*Entries supplied*
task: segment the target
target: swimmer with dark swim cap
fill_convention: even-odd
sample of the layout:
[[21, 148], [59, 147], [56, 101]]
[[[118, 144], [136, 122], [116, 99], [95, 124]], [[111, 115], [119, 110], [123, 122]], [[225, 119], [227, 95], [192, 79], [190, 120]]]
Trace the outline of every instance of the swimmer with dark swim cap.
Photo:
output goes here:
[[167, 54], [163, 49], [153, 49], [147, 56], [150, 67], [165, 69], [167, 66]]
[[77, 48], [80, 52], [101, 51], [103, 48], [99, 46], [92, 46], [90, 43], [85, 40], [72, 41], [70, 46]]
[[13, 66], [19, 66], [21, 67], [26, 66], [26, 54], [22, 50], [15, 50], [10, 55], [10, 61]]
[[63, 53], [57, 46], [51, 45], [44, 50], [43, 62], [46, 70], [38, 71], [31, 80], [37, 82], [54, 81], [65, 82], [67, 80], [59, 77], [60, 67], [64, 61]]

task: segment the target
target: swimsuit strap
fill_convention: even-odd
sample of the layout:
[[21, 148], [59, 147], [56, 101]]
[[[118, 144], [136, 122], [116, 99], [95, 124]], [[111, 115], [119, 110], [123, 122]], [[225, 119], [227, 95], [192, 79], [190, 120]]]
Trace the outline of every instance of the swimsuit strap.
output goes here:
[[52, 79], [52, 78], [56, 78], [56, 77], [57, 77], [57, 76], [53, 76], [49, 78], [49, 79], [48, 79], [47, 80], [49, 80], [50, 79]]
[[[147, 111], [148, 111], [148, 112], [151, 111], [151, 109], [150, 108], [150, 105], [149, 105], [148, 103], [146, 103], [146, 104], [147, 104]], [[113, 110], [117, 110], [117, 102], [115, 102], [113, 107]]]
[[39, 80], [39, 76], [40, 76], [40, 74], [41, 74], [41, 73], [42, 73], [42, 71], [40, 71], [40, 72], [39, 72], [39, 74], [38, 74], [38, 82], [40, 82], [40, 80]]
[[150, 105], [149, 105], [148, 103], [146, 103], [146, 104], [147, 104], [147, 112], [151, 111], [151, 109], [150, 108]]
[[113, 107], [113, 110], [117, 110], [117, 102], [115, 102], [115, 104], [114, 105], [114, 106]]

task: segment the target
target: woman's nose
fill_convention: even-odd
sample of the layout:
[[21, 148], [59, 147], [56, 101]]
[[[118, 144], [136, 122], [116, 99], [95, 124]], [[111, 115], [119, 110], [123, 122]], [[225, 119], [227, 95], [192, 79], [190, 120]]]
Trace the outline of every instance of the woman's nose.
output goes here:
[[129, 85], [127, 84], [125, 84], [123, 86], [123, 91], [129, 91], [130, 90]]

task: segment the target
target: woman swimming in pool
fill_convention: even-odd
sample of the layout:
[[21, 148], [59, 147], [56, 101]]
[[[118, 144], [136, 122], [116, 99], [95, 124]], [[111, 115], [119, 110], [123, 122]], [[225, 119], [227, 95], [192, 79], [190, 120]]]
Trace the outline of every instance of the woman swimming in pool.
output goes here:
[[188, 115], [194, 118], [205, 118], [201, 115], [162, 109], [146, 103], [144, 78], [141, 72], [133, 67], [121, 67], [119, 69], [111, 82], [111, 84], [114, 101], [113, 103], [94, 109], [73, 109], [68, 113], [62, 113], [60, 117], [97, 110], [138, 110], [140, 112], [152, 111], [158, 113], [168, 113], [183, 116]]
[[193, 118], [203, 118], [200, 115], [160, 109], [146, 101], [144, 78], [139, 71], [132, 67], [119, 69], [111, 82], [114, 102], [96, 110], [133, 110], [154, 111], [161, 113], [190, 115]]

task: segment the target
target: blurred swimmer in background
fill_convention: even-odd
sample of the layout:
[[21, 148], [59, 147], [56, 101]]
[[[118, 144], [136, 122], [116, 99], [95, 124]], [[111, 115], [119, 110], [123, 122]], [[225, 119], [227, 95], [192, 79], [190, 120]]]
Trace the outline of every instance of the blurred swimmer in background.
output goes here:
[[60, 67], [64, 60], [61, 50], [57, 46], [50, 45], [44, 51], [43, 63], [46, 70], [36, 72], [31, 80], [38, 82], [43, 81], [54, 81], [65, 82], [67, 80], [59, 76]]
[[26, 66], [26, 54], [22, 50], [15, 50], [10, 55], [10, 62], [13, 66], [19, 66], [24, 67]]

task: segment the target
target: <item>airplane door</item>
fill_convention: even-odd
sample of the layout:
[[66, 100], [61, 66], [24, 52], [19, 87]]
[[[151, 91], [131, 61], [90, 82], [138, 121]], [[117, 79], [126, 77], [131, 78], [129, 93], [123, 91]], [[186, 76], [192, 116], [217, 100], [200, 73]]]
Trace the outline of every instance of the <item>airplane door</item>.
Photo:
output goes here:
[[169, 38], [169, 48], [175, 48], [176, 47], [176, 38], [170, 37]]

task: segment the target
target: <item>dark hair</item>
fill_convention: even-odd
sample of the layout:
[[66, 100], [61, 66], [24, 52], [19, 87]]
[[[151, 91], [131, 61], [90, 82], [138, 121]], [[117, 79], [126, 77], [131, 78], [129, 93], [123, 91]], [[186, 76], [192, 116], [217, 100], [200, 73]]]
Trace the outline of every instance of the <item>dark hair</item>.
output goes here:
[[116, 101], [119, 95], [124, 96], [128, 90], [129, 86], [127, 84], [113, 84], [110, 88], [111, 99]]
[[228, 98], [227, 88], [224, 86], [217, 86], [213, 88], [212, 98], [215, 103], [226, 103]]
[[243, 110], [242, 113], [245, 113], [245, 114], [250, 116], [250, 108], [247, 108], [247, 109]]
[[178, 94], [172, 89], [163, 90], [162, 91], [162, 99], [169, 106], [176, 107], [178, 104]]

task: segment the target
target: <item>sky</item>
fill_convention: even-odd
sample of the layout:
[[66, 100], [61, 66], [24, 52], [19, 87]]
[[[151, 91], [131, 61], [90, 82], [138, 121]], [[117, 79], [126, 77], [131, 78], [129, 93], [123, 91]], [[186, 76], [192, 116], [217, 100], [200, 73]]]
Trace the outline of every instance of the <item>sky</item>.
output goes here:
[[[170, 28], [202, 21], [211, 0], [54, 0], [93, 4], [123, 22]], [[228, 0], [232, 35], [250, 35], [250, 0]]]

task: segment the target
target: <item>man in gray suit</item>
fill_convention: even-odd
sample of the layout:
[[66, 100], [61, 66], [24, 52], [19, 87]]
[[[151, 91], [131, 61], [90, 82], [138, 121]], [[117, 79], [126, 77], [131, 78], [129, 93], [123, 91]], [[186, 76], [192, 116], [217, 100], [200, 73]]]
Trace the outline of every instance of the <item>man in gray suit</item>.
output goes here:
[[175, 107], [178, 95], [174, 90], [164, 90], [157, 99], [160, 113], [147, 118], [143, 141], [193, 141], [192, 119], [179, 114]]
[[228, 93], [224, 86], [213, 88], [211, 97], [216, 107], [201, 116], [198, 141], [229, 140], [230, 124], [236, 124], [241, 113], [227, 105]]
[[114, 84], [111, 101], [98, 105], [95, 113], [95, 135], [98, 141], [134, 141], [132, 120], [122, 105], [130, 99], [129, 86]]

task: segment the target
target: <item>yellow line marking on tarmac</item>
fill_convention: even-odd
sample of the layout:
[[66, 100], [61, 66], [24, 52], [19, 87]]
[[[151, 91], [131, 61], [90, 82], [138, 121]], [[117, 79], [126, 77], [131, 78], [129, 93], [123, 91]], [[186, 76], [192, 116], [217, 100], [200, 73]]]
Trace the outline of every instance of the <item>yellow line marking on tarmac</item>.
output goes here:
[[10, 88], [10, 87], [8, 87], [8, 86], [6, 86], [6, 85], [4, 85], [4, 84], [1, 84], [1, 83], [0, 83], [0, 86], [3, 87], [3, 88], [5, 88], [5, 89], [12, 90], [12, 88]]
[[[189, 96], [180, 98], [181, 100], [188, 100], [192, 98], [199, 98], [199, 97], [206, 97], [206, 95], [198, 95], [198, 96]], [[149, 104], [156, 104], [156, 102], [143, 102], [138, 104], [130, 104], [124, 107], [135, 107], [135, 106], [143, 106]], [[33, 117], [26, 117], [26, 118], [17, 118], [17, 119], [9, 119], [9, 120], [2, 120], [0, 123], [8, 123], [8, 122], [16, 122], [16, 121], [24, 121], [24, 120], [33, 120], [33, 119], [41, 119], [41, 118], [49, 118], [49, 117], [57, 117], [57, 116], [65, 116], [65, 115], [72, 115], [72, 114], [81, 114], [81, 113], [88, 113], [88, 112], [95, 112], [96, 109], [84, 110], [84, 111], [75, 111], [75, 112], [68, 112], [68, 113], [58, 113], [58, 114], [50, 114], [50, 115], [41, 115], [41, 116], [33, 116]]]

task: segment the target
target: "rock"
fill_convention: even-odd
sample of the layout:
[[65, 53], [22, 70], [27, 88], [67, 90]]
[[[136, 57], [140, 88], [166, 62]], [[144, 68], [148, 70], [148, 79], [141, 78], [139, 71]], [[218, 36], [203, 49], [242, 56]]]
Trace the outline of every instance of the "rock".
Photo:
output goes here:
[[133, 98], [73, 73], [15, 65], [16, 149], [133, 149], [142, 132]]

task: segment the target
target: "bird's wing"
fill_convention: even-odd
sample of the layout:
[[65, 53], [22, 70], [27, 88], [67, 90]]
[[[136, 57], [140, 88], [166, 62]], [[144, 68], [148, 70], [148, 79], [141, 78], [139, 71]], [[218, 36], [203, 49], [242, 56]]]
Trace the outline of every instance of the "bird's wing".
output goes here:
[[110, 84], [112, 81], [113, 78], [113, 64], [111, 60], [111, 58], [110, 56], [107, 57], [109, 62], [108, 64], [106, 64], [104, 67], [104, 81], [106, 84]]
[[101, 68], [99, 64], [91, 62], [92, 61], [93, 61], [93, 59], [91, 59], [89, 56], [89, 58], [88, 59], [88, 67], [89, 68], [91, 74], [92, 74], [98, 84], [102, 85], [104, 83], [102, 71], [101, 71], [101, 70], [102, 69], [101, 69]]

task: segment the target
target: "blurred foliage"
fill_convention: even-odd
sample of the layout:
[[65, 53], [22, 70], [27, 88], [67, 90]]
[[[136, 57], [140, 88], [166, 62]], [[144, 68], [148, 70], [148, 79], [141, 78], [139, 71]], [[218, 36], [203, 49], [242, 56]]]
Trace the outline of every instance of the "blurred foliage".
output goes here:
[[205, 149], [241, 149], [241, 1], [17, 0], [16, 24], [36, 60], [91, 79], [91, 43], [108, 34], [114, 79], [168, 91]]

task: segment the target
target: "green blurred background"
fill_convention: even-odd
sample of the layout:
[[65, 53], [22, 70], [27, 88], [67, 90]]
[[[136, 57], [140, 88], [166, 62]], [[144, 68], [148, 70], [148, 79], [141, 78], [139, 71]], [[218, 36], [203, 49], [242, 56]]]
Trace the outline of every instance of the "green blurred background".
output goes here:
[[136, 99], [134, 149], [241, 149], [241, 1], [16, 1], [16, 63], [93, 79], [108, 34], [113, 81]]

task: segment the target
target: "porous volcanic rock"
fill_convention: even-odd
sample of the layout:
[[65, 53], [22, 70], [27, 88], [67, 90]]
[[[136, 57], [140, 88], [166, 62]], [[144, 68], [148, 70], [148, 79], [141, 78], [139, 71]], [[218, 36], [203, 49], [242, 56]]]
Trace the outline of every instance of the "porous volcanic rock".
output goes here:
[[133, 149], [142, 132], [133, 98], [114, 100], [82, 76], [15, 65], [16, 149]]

*Goal*
Put the stretch of data from its first line through the line containing "67], [64, 61]]", both included, into a Markdown table with the columns Row and Entry, leaving out blank lines. Row holds a running number, and Entry holds the line.

*Task solution*
| Row | Entry |
|---|---|
| 1 | task: segment the target |
| 2 | target: swimmer with dark swim cap |
| 3 | fill_convention: even-odd |
| 4 | sample of the layout: |
| 5 | [[21, 148], [59, 147], [56, 101]] |
| 6 | [[[118, 144], [136, 122], [116, 99], [95, 124]], [[111, 115], [119, 110], [123, 122]], [[225, 119], [227, 95], [192, 79], [190, 120]]] |
| 7 | Trace the outline of every instance of the swimmer with dark swim cap. |
| 8 | Photo: |
| 9 | output goes here: |
| 10 | [[167, 54], [163, 49], [153, 49], [147, 56], [150, 67], [165, 69], [167, 66]] |
| 11 | [[77, 48], [80, 52], [101, 51], [103, 48], [99, 46], [92, 46], [90, 43], [85, 40], [72, 41], [70, 46]] |
| 12 | [[13, 66], [19, 66], [21, 67], [26, 66], [26, 54], [22, 50], [15, 50], [10, 55], [10, 61]] |
| 13 | [[63, 53], [57, 46], [51, 45], [44, 50], [43, 62], [46, 70], [38, 71], [31, 80], [37, 82], [54, 81], [65, 82], [67, 80], [59, 77], [60, 67], [64, 61]] |